» **ASSIGNMENT**
Using the entries that follow, count the lines containing the word "trunk" and give that number by itself.

» **TASK INPUTS**

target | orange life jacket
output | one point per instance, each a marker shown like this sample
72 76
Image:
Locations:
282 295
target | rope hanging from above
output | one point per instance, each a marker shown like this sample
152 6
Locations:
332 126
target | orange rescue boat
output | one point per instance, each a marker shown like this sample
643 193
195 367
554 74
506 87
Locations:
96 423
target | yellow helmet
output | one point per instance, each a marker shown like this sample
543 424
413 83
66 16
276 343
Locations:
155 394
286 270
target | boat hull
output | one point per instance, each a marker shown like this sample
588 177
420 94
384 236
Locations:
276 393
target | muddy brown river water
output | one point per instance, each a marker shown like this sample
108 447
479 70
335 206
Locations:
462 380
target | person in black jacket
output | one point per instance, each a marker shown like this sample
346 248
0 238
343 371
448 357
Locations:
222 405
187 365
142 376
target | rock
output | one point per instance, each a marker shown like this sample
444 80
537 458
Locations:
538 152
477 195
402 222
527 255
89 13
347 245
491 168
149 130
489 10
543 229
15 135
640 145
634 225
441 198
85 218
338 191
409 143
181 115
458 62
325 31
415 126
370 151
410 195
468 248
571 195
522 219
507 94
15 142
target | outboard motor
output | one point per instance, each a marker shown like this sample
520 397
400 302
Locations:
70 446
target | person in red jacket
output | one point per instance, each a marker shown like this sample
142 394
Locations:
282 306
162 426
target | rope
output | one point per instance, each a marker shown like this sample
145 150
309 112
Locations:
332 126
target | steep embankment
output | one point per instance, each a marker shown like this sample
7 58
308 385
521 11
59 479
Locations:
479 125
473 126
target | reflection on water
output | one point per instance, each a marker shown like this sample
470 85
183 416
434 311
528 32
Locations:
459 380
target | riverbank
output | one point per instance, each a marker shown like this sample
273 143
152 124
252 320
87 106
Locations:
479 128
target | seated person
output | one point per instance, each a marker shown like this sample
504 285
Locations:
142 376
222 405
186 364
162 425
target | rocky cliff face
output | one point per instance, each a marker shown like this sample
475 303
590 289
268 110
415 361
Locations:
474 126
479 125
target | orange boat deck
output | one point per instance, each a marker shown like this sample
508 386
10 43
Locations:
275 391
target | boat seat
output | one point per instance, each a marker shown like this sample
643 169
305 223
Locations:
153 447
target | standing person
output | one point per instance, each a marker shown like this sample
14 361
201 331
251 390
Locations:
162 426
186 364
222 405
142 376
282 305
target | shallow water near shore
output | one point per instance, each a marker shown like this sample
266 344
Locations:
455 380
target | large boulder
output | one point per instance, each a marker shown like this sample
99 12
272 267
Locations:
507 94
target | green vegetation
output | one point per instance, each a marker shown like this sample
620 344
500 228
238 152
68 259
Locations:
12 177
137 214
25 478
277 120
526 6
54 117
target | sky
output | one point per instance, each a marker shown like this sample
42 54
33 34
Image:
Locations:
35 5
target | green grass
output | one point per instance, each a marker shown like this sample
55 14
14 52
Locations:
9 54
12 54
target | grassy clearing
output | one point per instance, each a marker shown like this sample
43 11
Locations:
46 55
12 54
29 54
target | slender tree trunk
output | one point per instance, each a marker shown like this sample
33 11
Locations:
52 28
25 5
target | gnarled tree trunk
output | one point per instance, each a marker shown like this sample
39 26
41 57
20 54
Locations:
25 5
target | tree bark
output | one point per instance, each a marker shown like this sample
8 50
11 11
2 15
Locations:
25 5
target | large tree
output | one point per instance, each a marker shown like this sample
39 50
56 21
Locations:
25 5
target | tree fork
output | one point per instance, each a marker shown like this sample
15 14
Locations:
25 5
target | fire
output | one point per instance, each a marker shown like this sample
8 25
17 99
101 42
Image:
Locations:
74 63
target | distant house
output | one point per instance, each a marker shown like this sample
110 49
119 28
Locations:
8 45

» **YOUR RESPONSE**
2